TO BE DONE
Rewrite the lines of the listing from the one containing "Given this visual input, your objective is to detect large" through the end, keeping the requests. Multiply every box coordinate in the answers by 0.4 and round each to a whole number, with halves rounding up.

RECORDS FOR THIS TASK

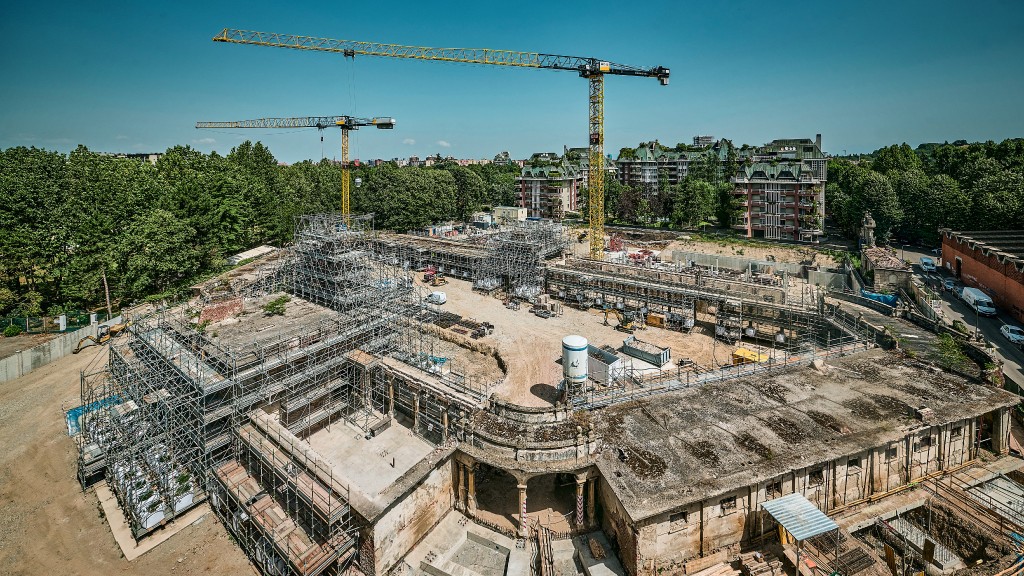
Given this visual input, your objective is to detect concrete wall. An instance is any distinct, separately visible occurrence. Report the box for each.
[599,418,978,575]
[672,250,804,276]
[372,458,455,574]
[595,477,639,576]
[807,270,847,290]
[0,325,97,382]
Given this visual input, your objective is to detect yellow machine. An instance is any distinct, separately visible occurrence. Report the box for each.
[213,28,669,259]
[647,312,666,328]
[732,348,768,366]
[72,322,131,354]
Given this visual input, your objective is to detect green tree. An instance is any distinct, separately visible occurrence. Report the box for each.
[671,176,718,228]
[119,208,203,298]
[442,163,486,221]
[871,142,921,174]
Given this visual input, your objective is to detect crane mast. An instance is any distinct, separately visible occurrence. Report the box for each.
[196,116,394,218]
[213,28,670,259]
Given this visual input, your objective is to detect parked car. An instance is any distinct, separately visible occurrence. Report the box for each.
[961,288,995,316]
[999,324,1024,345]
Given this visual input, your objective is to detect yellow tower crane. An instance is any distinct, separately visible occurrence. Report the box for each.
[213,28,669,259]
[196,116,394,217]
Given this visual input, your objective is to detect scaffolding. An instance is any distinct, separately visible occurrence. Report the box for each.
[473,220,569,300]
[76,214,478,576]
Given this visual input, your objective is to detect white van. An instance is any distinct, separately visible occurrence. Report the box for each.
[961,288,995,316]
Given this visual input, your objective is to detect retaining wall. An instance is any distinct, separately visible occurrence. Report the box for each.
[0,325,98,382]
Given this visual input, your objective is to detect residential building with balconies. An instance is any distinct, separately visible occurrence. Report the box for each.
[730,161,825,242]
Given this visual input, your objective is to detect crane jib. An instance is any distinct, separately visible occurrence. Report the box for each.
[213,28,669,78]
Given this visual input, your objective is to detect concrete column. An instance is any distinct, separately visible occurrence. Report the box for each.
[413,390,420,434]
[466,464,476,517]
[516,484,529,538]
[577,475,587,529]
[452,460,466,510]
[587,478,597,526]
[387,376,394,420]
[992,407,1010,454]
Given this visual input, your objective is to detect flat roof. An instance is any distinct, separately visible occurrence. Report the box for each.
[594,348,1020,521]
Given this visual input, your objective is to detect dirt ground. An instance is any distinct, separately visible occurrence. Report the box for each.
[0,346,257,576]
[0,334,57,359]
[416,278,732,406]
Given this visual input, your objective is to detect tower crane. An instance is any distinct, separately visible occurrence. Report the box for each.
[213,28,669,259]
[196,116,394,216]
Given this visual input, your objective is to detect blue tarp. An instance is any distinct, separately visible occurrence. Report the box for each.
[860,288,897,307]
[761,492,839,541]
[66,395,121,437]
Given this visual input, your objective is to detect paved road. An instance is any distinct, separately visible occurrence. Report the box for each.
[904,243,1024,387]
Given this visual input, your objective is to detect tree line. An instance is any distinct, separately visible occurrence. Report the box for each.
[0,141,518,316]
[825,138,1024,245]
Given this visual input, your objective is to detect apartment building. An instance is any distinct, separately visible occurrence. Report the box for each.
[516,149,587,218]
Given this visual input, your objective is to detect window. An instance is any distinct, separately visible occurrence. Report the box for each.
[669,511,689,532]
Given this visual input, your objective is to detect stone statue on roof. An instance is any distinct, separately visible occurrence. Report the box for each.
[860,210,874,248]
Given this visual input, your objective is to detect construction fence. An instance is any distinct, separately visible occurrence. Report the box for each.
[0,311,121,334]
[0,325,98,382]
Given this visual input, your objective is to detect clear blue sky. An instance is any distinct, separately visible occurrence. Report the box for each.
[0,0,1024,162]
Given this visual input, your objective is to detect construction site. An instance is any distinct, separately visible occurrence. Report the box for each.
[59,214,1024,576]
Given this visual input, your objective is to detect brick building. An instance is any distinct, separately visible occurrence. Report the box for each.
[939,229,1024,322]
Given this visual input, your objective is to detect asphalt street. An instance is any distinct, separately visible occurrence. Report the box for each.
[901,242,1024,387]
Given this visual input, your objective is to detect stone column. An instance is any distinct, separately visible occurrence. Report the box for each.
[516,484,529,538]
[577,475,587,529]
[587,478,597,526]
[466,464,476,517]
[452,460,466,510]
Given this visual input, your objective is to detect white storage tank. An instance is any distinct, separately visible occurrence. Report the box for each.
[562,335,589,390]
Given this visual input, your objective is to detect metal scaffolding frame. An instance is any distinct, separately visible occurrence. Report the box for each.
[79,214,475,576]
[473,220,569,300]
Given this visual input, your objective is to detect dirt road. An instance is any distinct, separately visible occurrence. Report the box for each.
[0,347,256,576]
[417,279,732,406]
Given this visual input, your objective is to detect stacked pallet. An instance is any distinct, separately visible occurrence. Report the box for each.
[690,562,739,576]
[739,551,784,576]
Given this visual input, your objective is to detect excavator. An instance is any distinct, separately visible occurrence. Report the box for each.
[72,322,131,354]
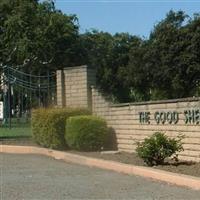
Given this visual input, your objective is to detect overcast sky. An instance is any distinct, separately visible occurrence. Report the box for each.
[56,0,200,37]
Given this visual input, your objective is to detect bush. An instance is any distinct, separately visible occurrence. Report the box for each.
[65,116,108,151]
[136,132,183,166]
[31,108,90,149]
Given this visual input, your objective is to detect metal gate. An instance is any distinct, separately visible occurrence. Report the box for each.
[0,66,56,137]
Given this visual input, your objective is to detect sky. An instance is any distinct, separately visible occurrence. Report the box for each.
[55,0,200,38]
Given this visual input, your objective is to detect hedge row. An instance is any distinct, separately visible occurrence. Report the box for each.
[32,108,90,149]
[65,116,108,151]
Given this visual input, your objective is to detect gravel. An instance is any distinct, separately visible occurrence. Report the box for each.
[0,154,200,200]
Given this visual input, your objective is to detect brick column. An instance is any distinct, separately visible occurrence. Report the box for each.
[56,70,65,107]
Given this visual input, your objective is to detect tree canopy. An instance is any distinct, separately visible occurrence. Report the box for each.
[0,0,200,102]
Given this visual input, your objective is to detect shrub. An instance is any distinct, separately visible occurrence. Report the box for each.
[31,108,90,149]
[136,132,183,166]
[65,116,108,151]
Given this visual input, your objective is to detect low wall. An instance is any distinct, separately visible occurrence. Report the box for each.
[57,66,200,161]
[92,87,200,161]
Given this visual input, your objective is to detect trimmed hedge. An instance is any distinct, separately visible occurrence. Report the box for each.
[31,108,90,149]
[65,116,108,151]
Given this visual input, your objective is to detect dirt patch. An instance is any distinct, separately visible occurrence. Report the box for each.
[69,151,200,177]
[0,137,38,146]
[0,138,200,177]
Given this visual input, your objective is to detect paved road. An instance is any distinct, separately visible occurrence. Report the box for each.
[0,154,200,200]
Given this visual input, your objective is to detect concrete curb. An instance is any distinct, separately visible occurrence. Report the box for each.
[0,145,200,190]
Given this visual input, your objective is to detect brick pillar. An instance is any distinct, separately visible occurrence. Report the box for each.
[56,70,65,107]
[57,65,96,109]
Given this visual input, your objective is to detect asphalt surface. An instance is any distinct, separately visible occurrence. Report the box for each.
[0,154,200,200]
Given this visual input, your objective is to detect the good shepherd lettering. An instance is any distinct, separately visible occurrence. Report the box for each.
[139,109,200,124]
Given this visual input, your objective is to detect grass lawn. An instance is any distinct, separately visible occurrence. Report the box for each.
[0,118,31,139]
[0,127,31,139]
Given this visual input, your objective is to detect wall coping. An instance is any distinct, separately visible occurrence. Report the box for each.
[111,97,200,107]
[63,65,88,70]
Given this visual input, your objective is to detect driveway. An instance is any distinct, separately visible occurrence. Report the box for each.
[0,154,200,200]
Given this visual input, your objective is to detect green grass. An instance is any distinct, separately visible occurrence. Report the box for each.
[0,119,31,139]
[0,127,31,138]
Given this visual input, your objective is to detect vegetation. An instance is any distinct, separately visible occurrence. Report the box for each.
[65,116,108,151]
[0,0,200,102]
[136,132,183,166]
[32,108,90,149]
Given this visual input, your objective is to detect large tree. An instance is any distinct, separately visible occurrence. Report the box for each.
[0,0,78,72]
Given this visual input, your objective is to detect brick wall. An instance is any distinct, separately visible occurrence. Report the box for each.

SOLUTION TO THIS TASK
Given this visual input, your objective is to detect large tree. An instance is any distinct, separately visible occurrence. Report the box for each.
[0,0,31,29]
Given this visual input, your objective is to detect brick wall. An instance is any distinct, separately visible occurrence. Report the box for each.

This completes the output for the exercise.